*Your goal*
Please print the following material without any change, starting at the line that contains "Where can the red" and ending at the last line of the material, including both of those lines.

*Exercise material*
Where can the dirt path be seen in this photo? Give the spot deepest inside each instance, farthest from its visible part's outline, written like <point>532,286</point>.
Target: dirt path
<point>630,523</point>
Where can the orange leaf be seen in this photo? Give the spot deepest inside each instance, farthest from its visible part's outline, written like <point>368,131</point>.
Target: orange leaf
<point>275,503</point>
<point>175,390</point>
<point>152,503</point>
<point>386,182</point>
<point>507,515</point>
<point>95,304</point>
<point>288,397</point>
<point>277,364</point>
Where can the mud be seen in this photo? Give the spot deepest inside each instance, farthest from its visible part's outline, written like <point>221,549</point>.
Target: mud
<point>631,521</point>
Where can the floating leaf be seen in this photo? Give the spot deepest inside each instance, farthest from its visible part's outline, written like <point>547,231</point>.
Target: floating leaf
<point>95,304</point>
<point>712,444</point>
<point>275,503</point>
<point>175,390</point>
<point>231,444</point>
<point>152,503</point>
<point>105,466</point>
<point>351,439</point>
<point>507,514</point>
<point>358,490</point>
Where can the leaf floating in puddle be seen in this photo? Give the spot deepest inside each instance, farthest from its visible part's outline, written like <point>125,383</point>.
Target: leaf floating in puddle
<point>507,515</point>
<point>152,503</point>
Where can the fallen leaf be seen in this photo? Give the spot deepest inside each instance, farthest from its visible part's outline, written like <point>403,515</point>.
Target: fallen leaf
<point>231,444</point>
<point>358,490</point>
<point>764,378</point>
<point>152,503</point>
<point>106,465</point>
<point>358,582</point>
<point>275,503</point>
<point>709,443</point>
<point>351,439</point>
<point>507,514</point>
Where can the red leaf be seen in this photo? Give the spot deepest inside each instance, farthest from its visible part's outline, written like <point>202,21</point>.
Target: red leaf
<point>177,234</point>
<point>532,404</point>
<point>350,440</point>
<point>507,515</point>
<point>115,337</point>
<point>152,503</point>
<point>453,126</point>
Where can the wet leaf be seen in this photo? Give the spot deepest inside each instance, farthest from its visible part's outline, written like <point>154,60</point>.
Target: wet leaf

*Result of the task*
Where can the red leaf be seen in this photo? Give the spot deepest inside each instance, farthest from its visible part's outline, written like <point>202,21</point>.
Target: red leaf
<point>177,234</point>
<point>532,404</point>
<point>350,440</point>
<point>507,515</point>
<point>115,337</point>
<point>152,503</point>
<point>453,126</point>
Where can the wet leaf be seen in this photo? Give the spot deepest inside each instance, farthest from its visible part's outline, written like <point>154,60</point>.
Target: wet leaf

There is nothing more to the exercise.